### What this task involves
Reproduce every line of the rows starting at the line containing "Place one point per instance of the distant mountain." and ending at the last line of the rows, requests included. Multiply each point coordinate in the answers by 2.6 and round to whole numbers, with halves rounding up.

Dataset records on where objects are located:
-------
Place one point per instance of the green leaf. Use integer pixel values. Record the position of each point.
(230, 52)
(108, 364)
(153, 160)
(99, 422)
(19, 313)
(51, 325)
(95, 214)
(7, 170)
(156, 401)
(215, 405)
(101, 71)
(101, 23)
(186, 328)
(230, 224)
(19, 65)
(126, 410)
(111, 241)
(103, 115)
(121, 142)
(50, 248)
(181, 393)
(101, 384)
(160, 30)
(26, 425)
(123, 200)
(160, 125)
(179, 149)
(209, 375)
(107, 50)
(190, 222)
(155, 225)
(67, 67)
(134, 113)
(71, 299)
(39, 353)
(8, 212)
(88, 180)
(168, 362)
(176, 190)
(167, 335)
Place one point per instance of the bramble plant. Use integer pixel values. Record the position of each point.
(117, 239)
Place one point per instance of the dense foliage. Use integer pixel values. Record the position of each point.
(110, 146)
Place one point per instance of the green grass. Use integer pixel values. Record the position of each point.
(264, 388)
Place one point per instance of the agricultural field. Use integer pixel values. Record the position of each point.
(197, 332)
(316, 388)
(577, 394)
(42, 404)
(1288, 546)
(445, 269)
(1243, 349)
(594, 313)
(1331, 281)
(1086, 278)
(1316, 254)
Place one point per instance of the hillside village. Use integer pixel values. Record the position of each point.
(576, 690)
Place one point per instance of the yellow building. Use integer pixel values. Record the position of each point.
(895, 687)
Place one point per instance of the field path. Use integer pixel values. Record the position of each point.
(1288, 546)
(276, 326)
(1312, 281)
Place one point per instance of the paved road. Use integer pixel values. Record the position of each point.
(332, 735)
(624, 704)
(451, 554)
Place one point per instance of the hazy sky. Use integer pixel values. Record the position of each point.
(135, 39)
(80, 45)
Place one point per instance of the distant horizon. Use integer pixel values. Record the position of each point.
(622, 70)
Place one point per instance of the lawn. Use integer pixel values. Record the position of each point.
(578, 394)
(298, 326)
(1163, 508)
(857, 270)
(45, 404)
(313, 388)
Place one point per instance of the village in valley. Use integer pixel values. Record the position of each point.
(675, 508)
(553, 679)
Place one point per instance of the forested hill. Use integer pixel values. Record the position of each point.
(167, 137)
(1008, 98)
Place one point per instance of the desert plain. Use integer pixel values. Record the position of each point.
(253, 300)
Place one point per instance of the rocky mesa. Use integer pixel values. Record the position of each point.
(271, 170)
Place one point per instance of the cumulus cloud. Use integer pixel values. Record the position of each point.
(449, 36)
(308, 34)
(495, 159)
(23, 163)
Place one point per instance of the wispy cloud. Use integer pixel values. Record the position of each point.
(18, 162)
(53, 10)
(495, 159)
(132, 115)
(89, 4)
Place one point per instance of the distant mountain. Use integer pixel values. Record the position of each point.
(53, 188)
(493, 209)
-------
### Exercise result
Place one point per instance of the distant mountain. Use integer pixel values. Record the position of each point.
(138, 489)
(1282, 543)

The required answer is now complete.